Topic: Do you think it is possible to end extreme poverty in next 30 years. If so, how?

Poverty has been a serious problem over centuries. Every year, there are millions of people at the risk of hunger. A lot of foundations, like Sodexo, are created for fighting poverty. But, how long do we have to fight? Is there anyway that we can end extreme poverty in short time? The answer is, yes, we can. If we work altogether to fight poverty, we can stop it.

We always say that we love people. We feel sorry for poor people, and want to help them out. Nevertheless, what we do is not agree to what we say. Ironically, we are the one that make poverty, not god, nor anything.

In order to fight poverty, we have to know the reasons the rate of poverty has risen recently. Until now, the U.S has been taking care of too many things like, being a leader in the war to fight terrorism, supporting other countries with their disaster by providing them money, food, and work forces. Is it enough already? Should we be more concerned about what happens with our country? I'm not saying that the U.S should not get involved with the world. However, everything has a limit. How can we support other countries better if we are not strong enough? How can we help other people if our residents are faced with poverty, the fear of being laid-off, having no money to pay for their daily expenses? We still have a lot of people that don't reach the standard of living yet.

> _Tasks_
[1] Answer these questions from the poverty essay:
(a) Which foundation does it name as created to fight poverty?
(b) According to it, who makes poverty?
(c) What war is the U.S. said to be leading?
[2] List everything the poverty essay says the U.S. provides to other countries during their disasters.
[3] Carry on the poverty essay from its last sentence.
The material that follows has no connection to the poverty essay.

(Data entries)
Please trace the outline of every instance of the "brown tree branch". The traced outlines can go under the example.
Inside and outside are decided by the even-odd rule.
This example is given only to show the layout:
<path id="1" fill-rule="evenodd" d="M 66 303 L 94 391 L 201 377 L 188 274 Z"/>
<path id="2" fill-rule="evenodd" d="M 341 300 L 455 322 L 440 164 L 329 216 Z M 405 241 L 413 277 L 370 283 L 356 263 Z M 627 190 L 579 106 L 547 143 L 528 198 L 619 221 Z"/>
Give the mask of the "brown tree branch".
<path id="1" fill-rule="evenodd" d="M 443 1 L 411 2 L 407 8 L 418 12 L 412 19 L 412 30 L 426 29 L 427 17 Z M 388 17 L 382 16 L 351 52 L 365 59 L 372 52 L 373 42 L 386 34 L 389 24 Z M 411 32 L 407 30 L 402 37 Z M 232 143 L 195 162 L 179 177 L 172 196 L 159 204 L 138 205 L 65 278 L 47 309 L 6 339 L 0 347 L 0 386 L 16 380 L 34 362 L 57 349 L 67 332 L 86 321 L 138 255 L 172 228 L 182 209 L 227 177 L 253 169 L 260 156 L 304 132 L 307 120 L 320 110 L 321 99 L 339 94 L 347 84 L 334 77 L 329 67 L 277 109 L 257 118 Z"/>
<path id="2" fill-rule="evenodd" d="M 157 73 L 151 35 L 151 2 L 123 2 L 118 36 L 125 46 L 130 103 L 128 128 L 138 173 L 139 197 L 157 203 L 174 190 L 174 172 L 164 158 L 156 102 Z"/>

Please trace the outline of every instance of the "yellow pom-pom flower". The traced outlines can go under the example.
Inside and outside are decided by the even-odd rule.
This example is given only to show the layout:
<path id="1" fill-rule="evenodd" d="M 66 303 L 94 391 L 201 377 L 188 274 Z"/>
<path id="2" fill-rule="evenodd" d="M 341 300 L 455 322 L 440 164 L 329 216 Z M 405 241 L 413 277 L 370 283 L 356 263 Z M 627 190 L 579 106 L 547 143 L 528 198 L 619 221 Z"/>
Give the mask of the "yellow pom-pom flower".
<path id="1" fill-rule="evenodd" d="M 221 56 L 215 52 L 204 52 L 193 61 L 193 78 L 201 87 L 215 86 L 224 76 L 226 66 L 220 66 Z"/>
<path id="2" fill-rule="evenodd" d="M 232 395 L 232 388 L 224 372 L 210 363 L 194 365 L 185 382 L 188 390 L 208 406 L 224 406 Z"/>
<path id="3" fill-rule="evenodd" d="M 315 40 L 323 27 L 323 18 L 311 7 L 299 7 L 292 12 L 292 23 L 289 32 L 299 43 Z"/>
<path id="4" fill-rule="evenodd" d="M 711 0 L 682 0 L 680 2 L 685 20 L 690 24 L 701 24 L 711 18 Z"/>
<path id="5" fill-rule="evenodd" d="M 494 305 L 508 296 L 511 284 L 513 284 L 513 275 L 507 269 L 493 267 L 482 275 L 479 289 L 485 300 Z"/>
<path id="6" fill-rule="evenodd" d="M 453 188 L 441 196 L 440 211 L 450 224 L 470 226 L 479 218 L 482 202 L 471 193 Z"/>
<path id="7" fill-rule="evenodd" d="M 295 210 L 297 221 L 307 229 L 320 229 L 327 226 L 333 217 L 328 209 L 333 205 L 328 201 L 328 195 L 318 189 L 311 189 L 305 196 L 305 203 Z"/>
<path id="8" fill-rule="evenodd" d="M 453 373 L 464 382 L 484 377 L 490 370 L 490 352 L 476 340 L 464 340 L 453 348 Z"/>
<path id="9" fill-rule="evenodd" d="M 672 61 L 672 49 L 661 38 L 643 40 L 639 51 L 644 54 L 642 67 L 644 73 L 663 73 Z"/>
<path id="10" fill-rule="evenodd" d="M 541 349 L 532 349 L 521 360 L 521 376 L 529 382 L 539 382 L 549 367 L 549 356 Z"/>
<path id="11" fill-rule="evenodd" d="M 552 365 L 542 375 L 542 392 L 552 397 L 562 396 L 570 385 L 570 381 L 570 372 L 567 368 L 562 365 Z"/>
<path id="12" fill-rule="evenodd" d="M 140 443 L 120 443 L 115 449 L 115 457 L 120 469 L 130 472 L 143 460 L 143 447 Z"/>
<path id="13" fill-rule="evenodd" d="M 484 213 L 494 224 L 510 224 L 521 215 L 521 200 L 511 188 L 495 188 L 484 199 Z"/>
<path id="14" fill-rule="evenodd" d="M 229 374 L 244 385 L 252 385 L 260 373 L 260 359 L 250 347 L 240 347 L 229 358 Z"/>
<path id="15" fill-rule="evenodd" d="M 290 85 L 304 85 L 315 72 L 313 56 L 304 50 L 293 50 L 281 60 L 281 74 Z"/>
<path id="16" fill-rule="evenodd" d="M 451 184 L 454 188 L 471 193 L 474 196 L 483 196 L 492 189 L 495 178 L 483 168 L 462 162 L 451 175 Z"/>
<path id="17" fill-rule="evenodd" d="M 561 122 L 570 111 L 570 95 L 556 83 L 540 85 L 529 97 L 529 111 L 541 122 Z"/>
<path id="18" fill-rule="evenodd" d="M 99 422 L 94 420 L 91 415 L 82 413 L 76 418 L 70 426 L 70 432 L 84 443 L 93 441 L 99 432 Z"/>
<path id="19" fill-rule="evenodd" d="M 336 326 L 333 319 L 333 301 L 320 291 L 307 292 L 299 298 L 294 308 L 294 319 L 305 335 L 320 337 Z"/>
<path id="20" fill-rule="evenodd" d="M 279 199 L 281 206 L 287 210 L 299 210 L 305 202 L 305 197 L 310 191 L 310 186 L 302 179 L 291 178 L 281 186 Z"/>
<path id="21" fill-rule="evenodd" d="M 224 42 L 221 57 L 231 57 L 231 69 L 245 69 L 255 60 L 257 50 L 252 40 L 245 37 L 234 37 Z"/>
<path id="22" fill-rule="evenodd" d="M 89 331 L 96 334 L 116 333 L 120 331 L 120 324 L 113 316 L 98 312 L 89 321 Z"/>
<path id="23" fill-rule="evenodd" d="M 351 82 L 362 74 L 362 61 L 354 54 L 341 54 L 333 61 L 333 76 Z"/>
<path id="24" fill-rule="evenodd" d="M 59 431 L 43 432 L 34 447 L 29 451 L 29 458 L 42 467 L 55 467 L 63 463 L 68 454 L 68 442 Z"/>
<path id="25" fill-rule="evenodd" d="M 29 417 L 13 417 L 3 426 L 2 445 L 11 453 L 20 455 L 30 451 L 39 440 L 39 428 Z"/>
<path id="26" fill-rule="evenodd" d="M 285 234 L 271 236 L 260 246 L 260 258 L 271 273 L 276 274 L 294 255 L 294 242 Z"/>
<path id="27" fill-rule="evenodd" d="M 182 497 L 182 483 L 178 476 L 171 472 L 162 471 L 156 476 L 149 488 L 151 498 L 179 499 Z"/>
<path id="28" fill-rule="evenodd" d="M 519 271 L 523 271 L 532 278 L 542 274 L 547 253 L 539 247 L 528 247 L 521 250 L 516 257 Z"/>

> _Solved problems_
[1]
(a) Sodexo
(b) We do, not god or anything else.
(c) The war to fight terrorism

[2]
- money
- food
- work forces

[3]
There are many jobs that have vanished. The newspaper has cut more than three thousands jobs last year. Yahoo! also cut about one thousands job so far. People are struggling in finding a proper job that can provide them money to live: "I'd like to stay in journalism, but I don't know if I can make a sustainable living at it" (Triplett). Another 62-year-old machinist is also in the same situation, but he doesn't blame it on anyone: "I don't hold it against anybody, because the same thing is happening everywhere" (Simmon). According to Paul Krugman, who was the winner of the 2008 Nobel Prize in economics, the Obama's economic stimulus will only limit the rise of unemployment but it won't help to restore full employment. Without jobs, people can't earn. They tend to spend less, cut off the shopping, and when they don't spend, it means more layoffs in manufacturing. As a consequence, poverty is raised and become an extreme problem which is hard to solve.

I still don't know the benefits that the wars in Iraq and Afghanistan have brought to us except for a big loss of money and many tragic deaths. The total financial cost for just only the war in Iraq is around $3 trillion. More than 4,000 thousand U.S troop have lost their lives so far and some 30,000 wounded. Despite that fact, the government keeps supporting this great source of expenses with the funds from residents' taxes.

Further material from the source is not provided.